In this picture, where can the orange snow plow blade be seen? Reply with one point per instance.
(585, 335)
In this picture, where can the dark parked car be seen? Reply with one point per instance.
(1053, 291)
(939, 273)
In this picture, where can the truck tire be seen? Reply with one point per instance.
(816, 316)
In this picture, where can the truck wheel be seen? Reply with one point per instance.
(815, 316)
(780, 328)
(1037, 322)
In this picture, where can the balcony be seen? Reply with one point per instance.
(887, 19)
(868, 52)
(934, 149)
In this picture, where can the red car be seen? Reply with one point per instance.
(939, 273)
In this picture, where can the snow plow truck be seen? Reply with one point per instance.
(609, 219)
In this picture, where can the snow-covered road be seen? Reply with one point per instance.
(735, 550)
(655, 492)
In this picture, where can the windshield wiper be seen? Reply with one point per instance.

★ ★ ★ ★ ★

> [AIM] Express every line of the entries above as a JSON list of strings, one string per line, with blank lines omitted.

> [CORRECT RESPONSE]
[
  "In this picture, where can the orange snow plow blade be seen? Reply with one point per instance.",
  "(585, 335)",
  "In this picture, where can the dark parked car be seen? Reply with one point per instance.",
  "(1053, 291)",
  "(939, 273)",
  "In this picture, where can the truck tire be seen? Reply with one point per instance.",
  "(816, 316)",
  "In this picture, where can the truck wheel be seen? Reply with one point per instance.",
  "(815, 316)",
  "(780, 328)",
  "(1037, 322)",
  "In this picture, where can the balcony be seen? Reply with one point per instance.",
  "(887, 19)",
  "(868, 52)",
  "(934, 149)",
  "In this picture, where can the red car be seen? Reply with one point per instance.",
  "(939, 273)",
  "In this picture, where can the snow plow truck be seen? Reply with one point per instance.",
  "(609, 219)",
  "In this picture, where can the snow-covered road be seen? Reply with one point per instance.",
  "(735, 550)",
  "(655, 492)",
  "In this picture, where can the windshield wiper be seen? Reply with one point per instance."
]